Records provided:

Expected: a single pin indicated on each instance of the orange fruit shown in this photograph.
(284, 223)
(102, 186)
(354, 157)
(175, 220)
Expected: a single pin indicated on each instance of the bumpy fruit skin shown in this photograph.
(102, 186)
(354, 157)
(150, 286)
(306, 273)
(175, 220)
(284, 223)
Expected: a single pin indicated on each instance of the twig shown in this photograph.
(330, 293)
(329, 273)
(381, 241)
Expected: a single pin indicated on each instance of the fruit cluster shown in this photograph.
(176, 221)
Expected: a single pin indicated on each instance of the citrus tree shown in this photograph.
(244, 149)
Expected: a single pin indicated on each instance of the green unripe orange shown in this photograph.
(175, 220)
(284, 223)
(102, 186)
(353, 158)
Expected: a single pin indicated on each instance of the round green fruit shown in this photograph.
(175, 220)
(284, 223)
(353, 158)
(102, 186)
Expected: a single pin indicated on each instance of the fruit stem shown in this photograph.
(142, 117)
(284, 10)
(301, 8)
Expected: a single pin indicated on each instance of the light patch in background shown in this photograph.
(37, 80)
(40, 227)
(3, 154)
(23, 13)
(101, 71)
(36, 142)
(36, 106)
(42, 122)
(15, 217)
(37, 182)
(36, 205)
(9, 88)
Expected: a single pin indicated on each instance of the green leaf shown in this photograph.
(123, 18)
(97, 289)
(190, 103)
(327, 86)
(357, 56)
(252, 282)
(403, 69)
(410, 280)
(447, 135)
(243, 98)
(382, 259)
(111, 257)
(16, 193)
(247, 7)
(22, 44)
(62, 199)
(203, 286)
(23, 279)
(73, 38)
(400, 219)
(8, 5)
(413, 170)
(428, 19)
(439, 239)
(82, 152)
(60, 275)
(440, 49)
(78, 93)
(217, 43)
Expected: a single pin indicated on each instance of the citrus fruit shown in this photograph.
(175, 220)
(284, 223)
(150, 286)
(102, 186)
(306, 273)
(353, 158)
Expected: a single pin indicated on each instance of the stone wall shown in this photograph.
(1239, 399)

Work request: Could you output all of the records above exactly as given?

Answer box:
Expected: a single pin indicated on each instance of the orange fruit shown in this photograph.
(284, 223)
(102, 186)
(354, 157)
(175, 220)
Expected: a single pin indicated on each instance of the bumpy fruit skin shown in this photograph.
(102, 186)
(354, 157)
(150, 286)
(306, 273)
(175, 220)
(284, 223)
Expected: a single pin indicated on each instance of the twig shown in this photograph.
(330, 293)
(329, 273)
(381, 241)
Expected: a single pin indicated on each instance of the fruit cluster shown in this photograph.
(176, 221)
Expected: a single pin indicated on each instance of the citrus tree shown in this photograph.
(244, 149)
Expected: a single pin indicated on each instance of the green unripe orange shown in this photograph.
(175, 220)
(284, 223)
(102, 186)
(353, 158)
Expected: a single pin indicated on each instance of the round green fruit shown in this photograph.
(175, 220)
(284, 223)
(353, 158)
(102, 186)
Expected: a single pin indicated on each instance of the fruit stem shown in this photograph.
(142, 117)
(284, 10)
(301, 8)
Expected: a single pin indicated on each instance of the light patch in background shown in this photograph.
(37, 80)
(40, 227)
(3, 154)
(23, 13)
(101, 71)
(36, 142)
(36, 106)
(42, 122)
(15, 217)
(37, 182)
(36, 205)
(9, 88)
Expected: a single pin indicated on each instance of the green leaf shown in this photograph.
(123, 18)
(97, 289)
(190, 103)
(327, 86)
(357, 56)
(252, 282)
(403, 69)
(410, 280)
(447, 135)
(243, 98)
(382, 259)
(111, 257)
(16, 193)
(247, 7)
(22, 44)
(62, 199)
(203, 286)
(23, 279)
(73, 38)
(400, 219)
(8, 5)
(413, 170)
(428, 19)
(439, 239)
(82, 152)
(60, 275)
(440, 49)
(78, 93)
(217, 43)
Expected: a single pin indicated on each instance of the citrus fruit shown in this photograph.
(175, 220)
(284, 223)
(150, 286)
(102, 186)
(306, 273)
(353, 158)
Expected: a single pin indicated on each instance of the stone wall shown in this photograph.
(1239, 399)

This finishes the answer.